● **Task details**: Continue the comp.compilers post about rewriting the gcc parser, starting right after its final sentence.

─── Selected passage

From:  Zack Weinberg <zackw@panix.com>
Newsgroups:  comp.compilers
Date:  4 Jan 2002 00:09:35 -0500
Organization:  PANIX -- Public Access Networks Corp.
References:  01-12-179
Keywords:  C++, parse
Posted-Date:  04 Jan 2002 00:09:35 EST

Peter H. Froehlich <pfroehli@ics.uci.edu> writes:
>On Saturday, December 29, 2001, at 10:30 , Travis Nixon wrote:
>
>> "Martin von Loewis" <loewis@informatik.hu-berlin.de> wrote in message
>>> The gcc grammar is currently being rewritten, from a bison-based one to a hand-written recursive-descent parser.
>>
>> Is there a discussion online anywhere about the reasons for doing this?
>
>As I recall the motivation is performance. The people doing the rewrite expect the recursive descent parser to be way faster than the table-driven one they have now. However, I sure would *not* want to write a parser like that for a grammar as hairy as C/C++. :-)


The motivations are correctness, performance, and better error recovery, in that order.

──────
─── Data block

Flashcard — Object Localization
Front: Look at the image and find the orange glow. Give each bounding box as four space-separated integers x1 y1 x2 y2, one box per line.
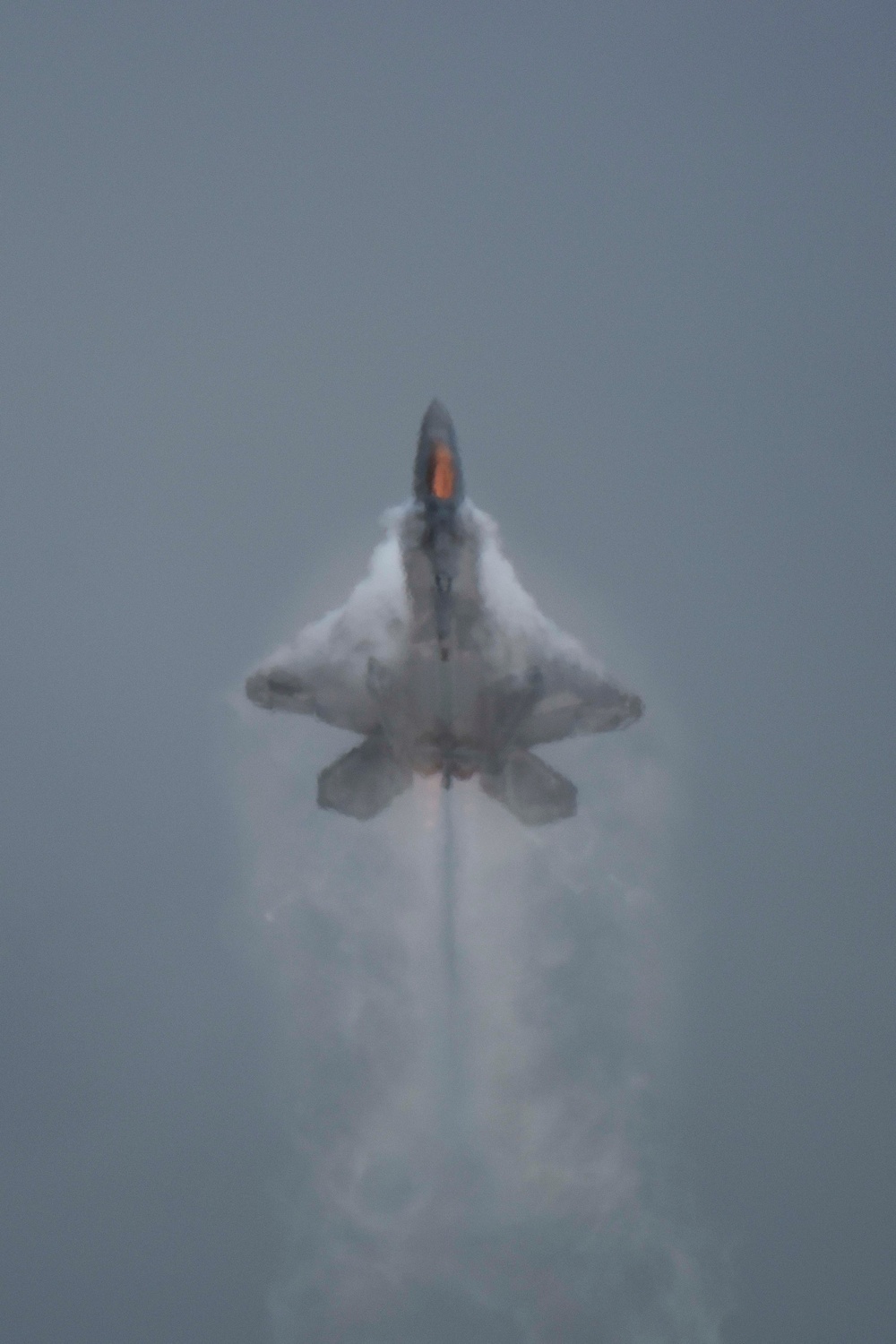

──────

● **Answer for the task**:
The existing gcc grammar for C++ does not interpret all language constructs correctly; this has been judged unfixable while continuing to use yacc. There are already horrible kludges to get certain constructs mostly right (look at cp/spew.c, if you want to know) that become unnecessary with a recursive descent parser.


A hand-rolled recursive descent parser has a lot more information accessible to it. This should permit it to make better backtracking decisions. Bad backtracking is the major cause of bad performance in the existing parser. It will certainly permit better error recovery.


Note that this approach is known to work - the Edison Design Group (EDG)'s C/C++ front end uses a hand-written recursive descent parser, and it does all the above things better than g++. As someone who's worked on both front ends, I can also say that I found it _easier_ to work with the recursive descent parser.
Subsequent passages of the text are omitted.